Actions to take:
a. In the Kubernetes Pods text, what does the proxy container in a service mesh handle?
b. Turn the paragraph of the Kubernetes Pods text that begins "To deploy a Pod to a Kubernetes cluster" into a short list of steps, keeping its main facts.
c. Pick up the Kubernetes Pods text after its last sentence and keep writing.

Provided text:
• • • • • • •

In a previous chapter we said that a Pod hosts one or more containers. From a footprint perspective, this puts Pods somewhere in between containers and VMs – they’re a tiny bit bigger than a container, but a lot smaller than a VM.

Digging a bit deeper, a Pod is a shared execution environment for one or more containers.

The simplest model is the one-container-per-Pod model. However, multi-container Pods are gaining in popularity and are important for advanced configurations.

An application-centric use-case for multi-container Pods is co-scheduling tightly-coupled workloads. For example, two containers that share memory won’t work if they are scheduled on different nodes in the cluster.

By putting both containers inside the same Pod, you ensure that they are scheduled to the same node and share the same execution environment.

An infrastructure-centric use-case for multi-container Pods is a service mesh. In the service mesh model, a proxy container is inserted into every application Pod. This proxy container handles all network traffic entering and leaving the Pod, meaning it is ideally placed to implement features such as traffic encryption, network telemetry, intelligent routing, and more.

Multi-container Pods: the typical example

A common example for comparing single-container and multi-container Pods is a web server that utilizes a file synchronizer.

In this example there are two clear concerns:

1. Serving the web page

2. Making sure the content is up to date

The question is whether to address the two concerns in a single container or two separate containers.

In this context, a concern is a requirement or a task. Generally speaking, microservices design patterns dictate that we separate concerns. This means we only every deal with one concern per container.

Assuming the previous example, this will require two containers: one for the web service, another for the file-sync service.

This model of separating concerns has a lot of advantages, including:

• Different teams can be responsible for each of the two containers

• Each container can be scaled independently

• Each container can be developed and iterated independently

• Each container can have its own release cadence

• If one fails, the other keeps running

Despite the benefits of separating concerns, it’s often a requirement to co-schedule those separate containers in a single Pod. This makes sure both containers are scheduled to the same node and share the same execution environment (the Pod’s environment).

Common use-cases for multi-container Pods include; two containers that need to share memory or share a volume (see Figure 4.2).

 

 

 

 

Figure 4.2

The simplest way to share a volume with two containers is to configure the two containers as part of the same Pod. This will ensure they run on the same node and can access the same shared execution environment (this includes any volumes).

In summary, the general rule is to separate concerns by designing containers do a single job. The simplest model schedules a single container per Pod, but more advanced use-cases place multiple container per Pod.

How do we deploy Pods

Remember that Pods are just a vehicle for executing an application. Therefore, any time we talk about running or deploying Pods, we’re talking about running and deploying applications.

To deploy a Pod to a Kubernetes cluster you define it in a manifest file and POST that manifest file to the API Server. The control plane verifies the configuration of the YAML file, writes it to the cluster store as a record of intent, and the scheduler deploys it to a healthy node with enough available resources. This process is identical for single-container Pods and multi-container Pods.

Figure 4.3

Let’s dig a bit deeper…

The anatomy of a Pod

At the highest level, a Pod is a shared execution environment for one or more containers. Shared execution environment means that the Pod has a set of resources that are shared by every container that is part of the Pod.

• • • • • • •

A block of data:

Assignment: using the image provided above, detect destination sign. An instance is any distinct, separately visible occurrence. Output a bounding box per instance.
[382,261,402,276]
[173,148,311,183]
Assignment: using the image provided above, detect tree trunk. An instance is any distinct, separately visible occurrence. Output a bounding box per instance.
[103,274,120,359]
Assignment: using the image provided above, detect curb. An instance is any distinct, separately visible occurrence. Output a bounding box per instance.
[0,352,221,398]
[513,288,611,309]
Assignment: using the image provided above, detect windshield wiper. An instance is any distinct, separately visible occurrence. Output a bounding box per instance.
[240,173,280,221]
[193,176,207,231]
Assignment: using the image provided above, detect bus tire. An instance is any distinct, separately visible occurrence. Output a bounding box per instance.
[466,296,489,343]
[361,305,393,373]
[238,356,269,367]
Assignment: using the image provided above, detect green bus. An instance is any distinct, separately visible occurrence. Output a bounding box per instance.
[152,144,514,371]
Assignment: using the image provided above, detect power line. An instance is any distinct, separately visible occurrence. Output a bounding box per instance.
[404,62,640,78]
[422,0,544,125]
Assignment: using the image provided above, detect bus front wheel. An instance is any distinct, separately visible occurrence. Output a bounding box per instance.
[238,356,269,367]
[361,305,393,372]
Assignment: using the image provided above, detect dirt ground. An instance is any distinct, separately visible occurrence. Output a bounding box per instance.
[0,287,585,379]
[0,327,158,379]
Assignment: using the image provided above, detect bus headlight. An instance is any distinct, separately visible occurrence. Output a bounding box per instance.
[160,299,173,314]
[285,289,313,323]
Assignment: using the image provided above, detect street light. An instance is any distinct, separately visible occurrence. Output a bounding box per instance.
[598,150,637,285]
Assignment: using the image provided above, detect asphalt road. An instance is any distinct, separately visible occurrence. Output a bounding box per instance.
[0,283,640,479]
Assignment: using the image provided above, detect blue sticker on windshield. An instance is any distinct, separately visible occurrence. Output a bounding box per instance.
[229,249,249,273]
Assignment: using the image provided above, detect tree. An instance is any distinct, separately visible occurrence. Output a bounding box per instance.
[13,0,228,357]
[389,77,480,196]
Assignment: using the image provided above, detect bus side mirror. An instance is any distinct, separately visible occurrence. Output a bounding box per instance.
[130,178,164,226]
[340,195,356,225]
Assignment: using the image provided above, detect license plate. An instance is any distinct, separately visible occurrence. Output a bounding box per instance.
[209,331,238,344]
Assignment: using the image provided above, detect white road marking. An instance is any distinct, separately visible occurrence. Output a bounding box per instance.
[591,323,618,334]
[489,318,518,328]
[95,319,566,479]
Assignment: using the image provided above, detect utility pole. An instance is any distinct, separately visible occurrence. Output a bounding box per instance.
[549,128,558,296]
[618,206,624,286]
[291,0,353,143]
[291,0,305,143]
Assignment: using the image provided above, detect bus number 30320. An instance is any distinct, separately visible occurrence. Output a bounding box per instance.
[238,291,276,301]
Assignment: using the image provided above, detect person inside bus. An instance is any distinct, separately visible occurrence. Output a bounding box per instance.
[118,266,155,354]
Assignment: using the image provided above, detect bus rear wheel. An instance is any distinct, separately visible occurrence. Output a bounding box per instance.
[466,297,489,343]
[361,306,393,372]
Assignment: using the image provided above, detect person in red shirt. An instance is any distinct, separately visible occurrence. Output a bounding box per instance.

• • • • • • •

Task responses:
a. It handles all network traffic entering and leaving the Pod.

b.
- Define the Pod in a manifest file.
- POST the manifest file to the API Server.
- The control plane checks the YAML configuration and writes it to the cluster store as a record of intent.
- The scheduler deploys the Pod to a healthy node with enough available resources.
- The process is the same for single-container and multi-container Pods.

c.
These resources include; IP addresses, ports, hostname, sockets, memory, volumes, and more…

 

 

If you’re using Docker as the container runtime, a Pod is actually a special type of container called a pause container. That’s right, a Pod is just a fancy name for a special container. This means containers running inside of Pods are really containers running inside of containers. For more information, watch “Inception” by Christopher Nolan, starring Leonardo DiCaprio ;-)

Seriously though, the Pod (pause container) is just a collection of system resources that containers running inside of it will inherit and share. These system resources are kernel namespaces and include:

Network namespace: IP address, port range, routing table…

UTS namespace: Hostname

IPC namespace: Unix domain sockets…

As we just mentioned, this means that all containers in a Pod share a hostname, IP address, memory address space, and volumes.

Let’s look at how this affects networking.

Pods and shared networking

Each Pod creates its own network namespace. This includes; a single IP address, a single range of TCP and UDP

ports, and a single routing table. If a Pod has a single container, that container has full access to the IP, port range and routing table. If it’s a multi-container Pod, all containers in the Pod will share the IP, port range and routing table.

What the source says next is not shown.